**Natural-language object grounding data**
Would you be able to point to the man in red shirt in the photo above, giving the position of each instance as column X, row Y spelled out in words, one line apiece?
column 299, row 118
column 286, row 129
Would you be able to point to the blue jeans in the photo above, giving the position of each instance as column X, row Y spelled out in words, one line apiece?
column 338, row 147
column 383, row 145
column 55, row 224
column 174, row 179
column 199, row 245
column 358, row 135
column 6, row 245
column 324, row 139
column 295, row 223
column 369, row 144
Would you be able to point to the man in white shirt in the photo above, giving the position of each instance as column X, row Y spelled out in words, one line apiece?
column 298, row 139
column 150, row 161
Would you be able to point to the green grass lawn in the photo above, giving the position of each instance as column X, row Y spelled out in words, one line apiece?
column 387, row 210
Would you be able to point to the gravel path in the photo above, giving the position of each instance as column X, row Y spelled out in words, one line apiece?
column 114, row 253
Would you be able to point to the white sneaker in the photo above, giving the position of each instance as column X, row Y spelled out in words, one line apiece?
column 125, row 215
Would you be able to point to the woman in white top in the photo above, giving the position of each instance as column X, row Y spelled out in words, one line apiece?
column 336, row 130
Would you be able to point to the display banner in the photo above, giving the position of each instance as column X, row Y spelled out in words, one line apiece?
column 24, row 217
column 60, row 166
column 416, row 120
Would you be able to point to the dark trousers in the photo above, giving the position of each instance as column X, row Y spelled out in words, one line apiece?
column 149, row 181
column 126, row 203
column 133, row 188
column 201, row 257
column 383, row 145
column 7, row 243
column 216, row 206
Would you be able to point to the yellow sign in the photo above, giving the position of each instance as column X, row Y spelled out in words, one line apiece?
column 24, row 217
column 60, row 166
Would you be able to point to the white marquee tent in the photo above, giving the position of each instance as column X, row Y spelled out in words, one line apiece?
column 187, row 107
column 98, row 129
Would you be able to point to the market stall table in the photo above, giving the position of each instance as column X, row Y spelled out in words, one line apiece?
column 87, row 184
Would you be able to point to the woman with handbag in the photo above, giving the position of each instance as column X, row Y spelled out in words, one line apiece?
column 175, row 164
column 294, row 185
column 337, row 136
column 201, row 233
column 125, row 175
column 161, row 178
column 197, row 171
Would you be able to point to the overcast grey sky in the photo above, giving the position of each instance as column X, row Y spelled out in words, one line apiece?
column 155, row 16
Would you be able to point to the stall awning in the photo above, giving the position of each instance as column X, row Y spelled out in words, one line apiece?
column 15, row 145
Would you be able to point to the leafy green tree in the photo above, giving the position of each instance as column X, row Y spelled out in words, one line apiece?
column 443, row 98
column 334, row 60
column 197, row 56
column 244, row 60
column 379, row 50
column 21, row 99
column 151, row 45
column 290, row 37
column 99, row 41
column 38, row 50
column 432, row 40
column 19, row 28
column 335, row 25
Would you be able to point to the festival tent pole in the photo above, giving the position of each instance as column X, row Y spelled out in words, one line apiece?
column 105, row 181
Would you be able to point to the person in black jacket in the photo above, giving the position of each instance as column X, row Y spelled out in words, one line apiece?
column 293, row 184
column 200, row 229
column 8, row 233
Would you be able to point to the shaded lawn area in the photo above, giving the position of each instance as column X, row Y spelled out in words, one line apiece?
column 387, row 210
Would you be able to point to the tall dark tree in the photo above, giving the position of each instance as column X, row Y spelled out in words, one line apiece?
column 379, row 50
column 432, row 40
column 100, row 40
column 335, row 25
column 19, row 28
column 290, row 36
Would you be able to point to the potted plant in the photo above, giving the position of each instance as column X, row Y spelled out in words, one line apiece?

**Task goal**
Write out the data above again, word for word.

**Result for this task**
Would you be able to point to the man in red shirt in the photo above, giving the position of each instance as column X, row Y spelled out in words, one line apiece?
column 299, row 118
column 286, row 129
Would you be able to point to the blue jeans in the photo above, giving the position of each instance as column X, row Y spelled out in words, one line apiece?
column 338, row 147
column 383, row 145
column 55, row 224
column 174, row 179
column 199, row 245
column 358, row 135
column 6, row 245
column 324, row 139
column 295, row 223
column 369, row 144
Would you be able to point to the man in white shirt in the photo above, giving the position of each instance as column X, row Y spelled out in words, one line apiece?
column 298, row 139
column 150, row 161
Would you be able to point to the green grass lawn in the photo above, giving the position of each instance as column X, row Y spelled out in words, one line apiece?
column 387, row 210
Would you be able to point to the gravel path in the photo above, giving the position of each instance as column X, row Y spelled out in words, one line apiece?
column 114, row 253
Would you be able to point to the white sneaker in the photo above, giving the position of each instance as column X, row Y spelled out in words, one line apiece?
column 125, row 215
Would you be able to point to the woman in white top in the photo above, giving the position of each instance as column X, row Y spelled out in words, one line apiece?
column 336, row 130
Would you be able to point to the display banner in the photo above, giving the position of each instance as column X, row Y spelled out in words, one line apiece?
column 24, row 217
column 60, row 166
column 416, row 120
Would you be able to point to the dark trousers in the photo above, giving the position of each instance as column X, row Y spelled out in words, one line apiece?
column 149, row 181
column 126, row 203
column 133, row 188
column 201, row 257
column 383, row 145
column 7, row 243
column 216, row 206
Would you be able to point to the yellow sign in the photo above, giving the position of each instance as column X, row Y spelled out in words, one line apiece?
column 24, row 217
column 60, row 166
Would you be able to point to the white marquee tent in the photo above, giving the position of each instance as column X, row Y spelled out in words, one line apiece?
column 187, row 107
column 98, row 129
Would you be able to point to the market stall table in the photo above, giving the position of each instance as column X, row Y spelled out in words, one line apiece?
column 87, row 184
Would you be able to point to the woman with handbag in the photo above, giving the position of each instance as column X, row Y spelled out in words, one line apiece?
column 175, row 164
column 294, row 185
column 337, row 136
column 201, row 233
column 125, row 175
column 161, row 178
column 197, row 171
Would you be able to point to the overcast grey sky in the photo above, giving the position of each instance as column X, row Y spelled out in words, one line apiece?
column 155, row 16
Would you be able to point to the stall awning in the photo above, giving the position of each instance as column X, row Y spelled out in words, one line apiece?
column 15, row 145
Would you be able to point to the leafy green tree in the photo above, giving the position of each instance as column X, row Y spelled out in words, one line apiece?
column 443, row 98
column 334, row 60
column 197, row 56
column 244, row 60
column 379, row 50
column 21, row 99
column 151, row 45
column 290, row 37
column 99, row 41
column 38, row 50
column 432, row 40
column 19, row 28
column 335, row 25
Would you be able to point to the festival tent pole in the photo above, giving the position of each instance as column X, row Y spelled out in words, one line apiece?
column 105, row 181
Would you be able to point to the person in black jacket in the photo above, giving the position of each instance as column X, row Y spelled out in words, one line apiece?
column 293, row 184
column 200, row 229
column 8, row 233
Would you be able to point to the shaded lawn area in the photo above, giving the position of each instance as column X, row Y spelled out in words, one line apiece?
column 387, row 210
Would you be able to point to the tall dark tree in the photo above, giving the position of each instance as column X, row Y spelled out in words, one line apiece?
column 379, row 50
column 432, row 40
column 100, row 40
column 335, row 25
column 19, row 28
column 290, row 36
Would you be able to point to the potted plant in the photo above, giving the position of each instance as column X, row Y spelled out in words, one line apiece?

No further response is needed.